───── Reading text ─────

Investing in biotech stocks can be exciting, but also risky. For certain companies, a lot can ride on the potential success of new drugs, providing outsize gains or punishing losses for investors depending on the outcome of clinical trials.

For two companies in particular, tailwinds from the pandemic have provided a cash cushion that mitigates some of that risk for investors. Of course, future success will depend on post-pandemic execution, but each business has a plan and is ready for a bull run in 2022.

Scientist working in a lab.

Image source: Getty Images.

Moderna

Moderna's (MRNA 3.01%) 2021 results were staggering. Revenue for the fiscal year was $18.5 billion, compared to $803 million in 2020, good for a 2,200% increase. It's important to remember that prior to Emergency Use Authorization of its COVID-19 vaccine in late 2020, Moderna had no commercially available products, so the revenue growth in 2021 needs to be taken with a large grain of salt. 

The influx of revenue has allowed Moderna to become profitable and cash-flow positive. Revenue far outpaced expenses for the year, leading to net income of $12.2 billion. Operating expenses for 2021 were only 28% of revenue, compared to 195% in 2020. The fiscal year ended with nearly $18 billion in cash and investments on the balance sheet.

What's more promising for investors is Moderna's development pipeline of vaccines and therapeutics. It will still be some time before COVID-19 revenue slows, and there will still be a need for vaccines and boosters once the virus becomes endemic. However, Moderna has a plan for bringing new products to market in the coming years. Of its 44 development programs, two are currently in phase 3 of Food and Drug Administration (FDA) trials and another five, including COVID-19 boosters, are in phase 2. Successful completion of these trials would not only boost Moderna's sales, these drugs would also be further proof of the efficacy of the mRNA technology at the heart of Moderna's business.

Moderna is not immune to the risk biotech companies face when it comes to bringing their products to market. It's easy to see the success of the COVID-19 vaccines and assume future results will be similar, but that may not be the case. It seems the market is pricing in some of that risk because Moderna is quite inexpensive. Shares currently trade for a price-to-earnings (P/E) ratio of 4.8 and a price-to-sales (P/S) ratio of 3.6. Both of these multiples are near all-time lows, providing an attractive entry point for investors who believe in Moderna's potential.

───── Dataset content ─────

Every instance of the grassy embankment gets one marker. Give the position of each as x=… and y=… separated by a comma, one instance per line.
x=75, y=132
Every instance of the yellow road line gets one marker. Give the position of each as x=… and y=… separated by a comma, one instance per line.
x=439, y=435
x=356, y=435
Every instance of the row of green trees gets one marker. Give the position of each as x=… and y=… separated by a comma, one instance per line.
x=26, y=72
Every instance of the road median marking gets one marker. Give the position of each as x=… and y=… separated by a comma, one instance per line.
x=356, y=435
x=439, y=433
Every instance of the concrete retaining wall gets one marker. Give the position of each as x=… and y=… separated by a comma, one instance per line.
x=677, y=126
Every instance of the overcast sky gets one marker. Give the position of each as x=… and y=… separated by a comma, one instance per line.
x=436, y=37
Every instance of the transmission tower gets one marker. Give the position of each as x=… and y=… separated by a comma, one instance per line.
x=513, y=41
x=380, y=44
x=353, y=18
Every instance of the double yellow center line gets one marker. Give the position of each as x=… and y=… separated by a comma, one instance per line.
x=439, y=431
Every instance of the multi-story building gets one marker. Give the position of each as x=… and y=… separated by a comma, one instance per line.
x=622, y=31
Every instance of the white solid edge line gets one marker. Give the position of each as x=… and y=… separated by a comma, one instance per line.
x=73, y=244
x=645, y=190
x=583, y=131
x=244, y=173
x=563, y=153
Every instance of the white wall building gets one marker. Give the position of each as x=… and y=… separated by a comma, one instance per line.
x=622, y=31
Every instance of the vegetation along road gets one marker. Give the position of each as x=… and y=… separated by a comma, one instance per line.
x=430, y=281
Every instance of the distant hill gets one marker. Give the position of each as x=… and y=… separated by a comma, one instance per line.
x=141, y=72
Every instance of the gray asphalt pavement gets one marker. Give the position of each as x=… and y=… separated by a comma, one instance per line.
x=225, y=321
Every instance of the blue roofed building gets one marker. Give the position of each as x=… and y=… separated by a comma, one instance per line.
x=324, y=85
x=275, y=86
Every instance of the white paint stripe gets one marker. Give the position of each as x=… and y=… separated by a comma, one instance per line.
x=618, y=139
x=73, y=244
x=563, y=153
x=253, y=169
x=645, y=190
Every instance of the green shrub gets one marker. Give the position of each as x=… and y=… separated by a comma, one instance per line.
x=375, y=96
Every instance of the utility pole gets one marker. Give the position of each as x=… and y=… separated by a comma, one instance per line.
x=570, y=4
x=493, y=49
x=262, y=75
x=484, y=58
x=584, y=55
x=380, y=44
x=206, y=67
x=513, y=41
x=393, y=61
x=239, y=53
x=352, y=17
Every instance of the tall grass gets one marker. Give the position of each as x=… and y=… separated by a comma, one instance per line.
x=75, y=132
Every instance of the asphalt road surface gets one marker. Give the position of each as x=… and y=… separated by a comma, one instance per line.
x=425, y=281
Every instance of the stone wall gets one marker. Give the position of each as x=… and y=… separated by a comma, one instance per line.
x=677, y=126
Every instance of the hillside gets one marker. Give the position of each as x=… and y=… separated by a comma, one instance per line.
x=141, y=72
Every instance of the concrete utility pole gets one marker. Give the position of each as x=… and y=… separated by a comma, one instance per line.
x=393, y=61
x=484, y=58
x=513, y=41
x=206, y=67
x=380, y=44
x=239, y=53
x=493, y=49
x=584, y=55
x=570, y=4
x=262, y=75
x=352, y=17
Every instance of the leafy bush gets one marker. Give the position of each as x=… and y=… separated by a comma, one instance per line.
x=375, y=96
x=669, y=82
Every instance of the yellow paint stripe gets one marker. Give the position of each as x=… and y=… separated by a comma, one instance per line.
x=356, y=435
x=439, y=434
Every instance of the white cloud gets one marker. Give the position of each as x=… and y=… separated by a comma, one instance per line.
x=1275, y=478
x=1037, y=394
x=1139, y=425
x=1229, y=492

─────
───── Dataset content ─────

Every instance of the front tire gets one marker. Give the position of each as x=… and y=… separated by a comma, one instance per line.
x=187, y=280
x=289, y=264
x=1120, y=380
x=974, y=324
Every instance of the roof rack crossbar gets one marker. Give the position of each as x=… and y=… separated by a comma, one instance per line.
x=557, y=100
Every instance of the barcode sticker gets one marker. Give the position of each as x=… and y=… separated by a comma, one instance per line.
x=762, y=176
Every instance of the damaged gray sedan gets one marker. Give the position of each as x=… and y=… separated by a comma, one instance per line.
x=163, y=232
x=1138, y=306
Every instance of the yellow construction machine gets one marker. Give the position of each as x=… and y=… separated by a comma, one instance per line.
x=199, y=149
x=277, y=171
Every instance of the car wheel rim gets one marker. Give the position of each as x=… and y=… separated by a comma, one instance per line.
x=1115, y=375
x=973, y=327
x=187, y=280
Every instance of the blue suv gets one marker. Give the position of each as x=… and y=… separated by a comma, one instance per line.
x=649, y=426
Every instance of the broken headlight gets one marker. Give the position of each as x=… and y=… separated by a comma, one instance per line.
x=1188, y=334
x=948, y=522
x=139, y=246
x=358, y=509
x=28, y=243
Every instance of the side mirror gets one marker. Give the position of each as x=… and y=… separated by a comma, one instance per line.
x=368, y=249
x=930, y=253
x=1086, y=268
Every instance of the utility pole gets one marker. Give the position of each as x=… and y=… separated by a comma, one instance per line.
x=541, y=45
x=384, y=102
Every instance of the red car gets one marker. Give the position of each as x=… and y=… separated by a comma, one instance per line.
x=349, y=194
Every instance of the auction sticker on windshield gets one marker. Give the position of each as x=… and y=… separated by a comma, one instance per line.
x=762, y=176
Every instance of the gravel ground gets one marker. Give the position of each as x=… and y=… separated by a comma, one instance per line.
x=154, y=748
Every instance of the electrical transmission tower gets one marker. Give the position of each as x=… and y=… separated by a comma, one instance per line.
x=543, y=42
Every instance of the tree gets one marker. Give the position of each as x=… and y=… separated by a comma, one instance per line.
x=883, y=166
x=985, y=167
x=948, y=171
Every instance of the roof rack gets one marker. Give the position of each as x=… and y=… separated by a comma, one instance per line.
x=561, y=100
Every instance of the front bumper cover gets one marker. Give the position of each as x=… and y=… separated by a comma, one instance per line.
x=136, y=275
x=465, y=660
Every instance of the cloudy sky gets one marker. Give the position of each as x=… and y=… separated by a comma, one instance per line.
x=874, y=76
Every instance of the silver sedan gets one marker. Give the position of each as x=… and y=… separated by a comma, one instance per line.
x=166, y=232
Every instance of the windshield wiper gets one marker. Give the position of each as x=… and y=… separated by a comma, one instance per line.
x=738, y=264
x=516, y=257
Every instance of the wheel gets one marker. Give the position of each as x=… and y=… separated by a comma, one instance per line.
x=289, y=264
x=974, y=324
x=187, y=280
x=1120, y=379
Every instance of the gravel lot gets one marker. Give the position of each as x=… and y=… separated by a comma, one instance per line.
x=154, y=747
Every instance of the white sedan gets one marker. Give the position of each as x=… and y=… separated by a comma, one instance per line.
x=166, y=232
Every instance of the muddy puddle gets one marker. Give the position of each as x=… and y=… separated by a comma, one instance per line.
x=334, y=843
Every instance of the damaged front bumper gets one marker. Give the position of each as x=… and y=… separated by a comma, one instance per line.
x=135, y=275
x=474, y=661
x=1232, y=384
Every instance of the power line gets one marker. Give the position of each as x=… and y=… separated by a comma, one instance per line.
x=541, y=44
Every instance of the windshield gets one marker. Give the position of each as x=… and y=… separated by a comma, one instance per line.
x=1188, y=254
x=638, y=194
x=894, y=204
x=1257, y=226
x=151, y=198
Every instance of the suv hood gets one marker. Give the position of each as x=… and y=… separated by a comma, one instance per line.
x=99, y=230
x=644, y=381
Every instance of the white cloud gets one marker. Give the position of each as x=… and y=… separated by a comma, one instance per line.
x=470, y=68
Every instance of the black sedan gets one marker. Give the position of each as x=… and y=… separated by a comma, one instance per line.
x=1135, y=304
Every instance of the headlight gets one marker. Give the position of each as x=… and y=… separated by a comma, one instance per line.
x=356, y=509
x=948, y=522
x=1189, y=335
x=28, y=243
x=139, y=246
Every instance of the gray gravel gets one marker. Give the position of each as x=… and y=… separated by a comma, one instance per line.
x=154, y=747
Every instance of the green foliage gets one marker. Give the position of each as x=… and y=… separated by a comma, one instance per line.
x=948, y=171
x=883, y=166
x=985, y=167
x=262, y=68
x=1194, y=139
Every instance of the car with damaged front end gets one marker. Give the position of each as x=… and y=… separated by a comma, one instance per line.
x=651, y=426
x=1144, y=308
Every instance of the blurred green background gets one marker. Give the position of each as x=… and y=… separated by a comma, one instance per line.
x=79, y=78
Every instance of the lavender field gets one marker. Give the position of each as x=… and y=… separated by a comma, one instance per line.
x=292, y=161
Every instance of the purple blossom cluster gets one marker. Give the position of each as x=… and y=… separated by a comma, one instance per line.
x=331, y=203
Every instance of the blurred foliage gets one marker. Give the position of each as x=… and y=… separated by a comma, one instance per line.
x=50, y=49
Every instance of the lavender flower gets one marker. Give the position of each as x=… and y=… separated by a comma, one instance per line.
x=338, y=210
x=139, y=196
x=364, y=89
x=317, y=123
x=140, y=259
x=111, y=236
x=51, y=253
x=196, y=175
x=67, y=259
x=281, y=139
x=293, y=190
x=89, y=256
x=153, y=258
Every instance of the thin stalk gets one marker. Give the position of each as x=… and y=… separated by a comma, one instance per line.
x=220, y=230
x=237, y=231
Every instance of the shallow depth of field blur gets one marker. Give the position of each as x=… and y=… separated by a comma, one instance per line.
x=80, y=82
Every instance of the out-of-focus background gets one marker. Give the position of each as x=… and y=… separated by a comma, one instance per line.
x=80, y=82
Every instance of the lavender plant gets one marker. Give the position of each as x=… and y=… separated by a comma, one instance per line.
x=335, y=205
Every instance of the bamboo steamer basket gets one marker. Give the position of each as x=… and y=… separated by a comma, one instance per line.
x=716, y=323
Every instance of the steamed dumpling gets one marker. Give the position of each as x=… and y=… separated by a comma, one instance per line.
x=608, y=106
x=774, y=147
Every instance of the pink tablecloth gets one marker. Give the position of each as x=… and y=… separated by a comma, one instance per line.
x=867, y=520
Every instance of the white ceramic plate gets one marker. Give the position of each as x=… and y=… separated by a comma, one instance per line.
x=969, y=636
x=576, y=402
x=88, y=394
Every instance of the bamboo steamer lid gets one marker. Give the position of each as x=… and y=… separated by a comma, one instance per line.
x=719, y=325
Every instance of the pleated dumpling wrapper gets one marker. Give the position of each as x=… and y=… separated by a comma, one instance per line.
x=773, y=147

─────
───── Dataset content ─────

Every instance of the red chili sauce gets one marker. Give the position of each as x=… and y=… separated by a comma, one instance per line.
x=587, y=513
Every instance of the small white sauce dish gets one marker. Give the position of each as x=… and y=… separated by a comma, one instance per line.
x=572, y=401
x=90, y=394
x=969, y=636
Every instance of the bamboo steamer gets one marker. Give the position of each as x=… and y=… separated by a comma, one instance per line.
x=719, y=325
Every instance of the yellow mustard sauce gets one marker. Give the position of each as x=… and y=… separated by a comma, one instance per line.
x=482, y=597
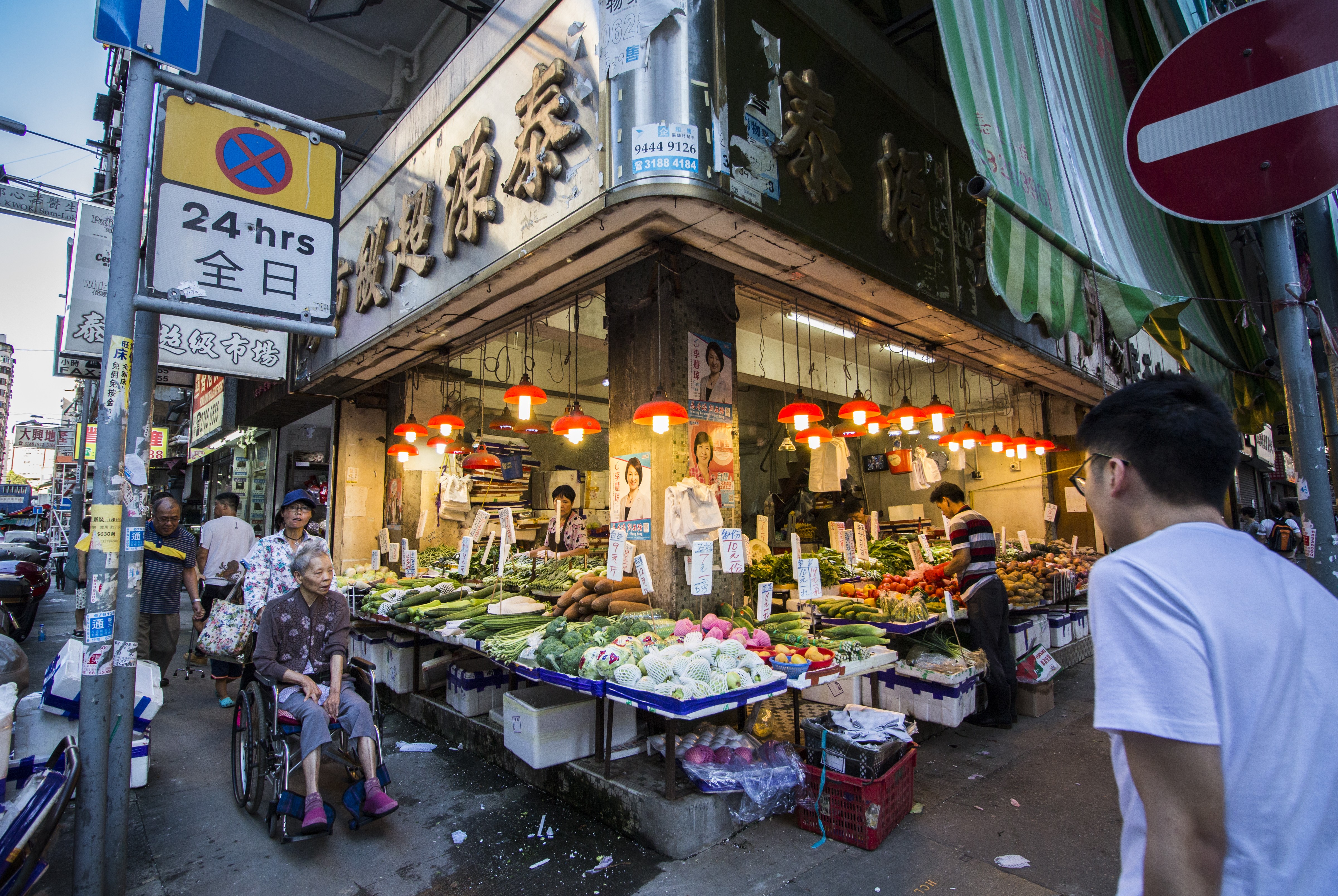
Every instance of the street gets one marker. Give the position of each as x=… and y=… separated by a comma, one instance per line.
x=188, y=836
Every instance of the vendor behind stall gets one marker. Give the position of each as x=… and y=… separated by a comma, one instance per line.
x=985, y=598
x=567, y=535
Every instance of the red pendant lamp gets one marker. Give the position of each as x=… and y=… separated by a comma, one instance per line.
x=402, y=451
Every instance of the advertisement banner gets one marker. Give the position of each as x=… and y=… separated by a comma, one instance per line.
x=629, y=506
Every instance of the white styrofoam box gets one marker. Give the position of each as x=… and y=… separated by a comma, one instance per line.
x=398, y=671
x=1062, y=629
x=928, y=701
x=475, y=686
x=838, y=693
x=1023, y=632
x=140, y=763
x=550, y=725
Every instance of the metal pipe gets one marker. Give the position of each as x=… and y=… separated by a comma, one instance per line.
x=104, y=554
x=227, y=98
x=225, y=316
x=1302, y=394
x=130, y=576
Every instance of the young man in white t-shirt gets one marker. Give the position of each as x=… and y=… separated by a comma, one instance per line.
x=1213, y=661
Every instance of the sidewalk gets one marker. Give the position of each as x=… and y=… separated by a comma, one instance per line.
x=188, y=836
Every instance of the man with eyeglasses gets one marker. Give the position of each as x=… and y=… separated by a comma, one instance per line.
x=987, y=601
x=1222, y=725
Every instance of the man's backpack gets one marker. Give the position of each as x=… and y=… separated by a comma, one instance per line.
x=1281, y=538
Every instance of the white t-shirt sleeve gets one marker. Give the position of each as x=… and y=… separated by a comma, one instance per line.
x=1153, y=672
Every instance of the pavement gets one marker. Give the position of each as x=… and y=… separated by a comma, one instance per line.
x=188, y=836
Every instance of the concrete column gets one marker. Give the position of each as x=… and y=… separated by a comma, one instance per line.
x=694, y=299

─────

Problems to solve =
1 > In the text on biotech stocks, what was Moderna's revenue for fiscal year 2021?
2 > Edit the text on biotech stocks: give the part that begins at the words "Investing in biotech" and stops after "working in a lab." again, with "biotech" replaced by "biotechnology".

Your responses =
1 > $18.5 billion.

2 >
Investing in biotechnology stocks can be exciting, but also risky. For certain companies, a lot can ride on the potential success of new drugs, providing outsize gains or punishing losses for investors depending on the outcome of clinical trials.

For two companies in particular, tailwinds from the pandemic have provided a cash cushion that mitigates some of that risk for investors. Of course, future success will depend on post-pandemic execution, but each business has a plan and is ready for a bull run in 2022.

Scientist working in a lab.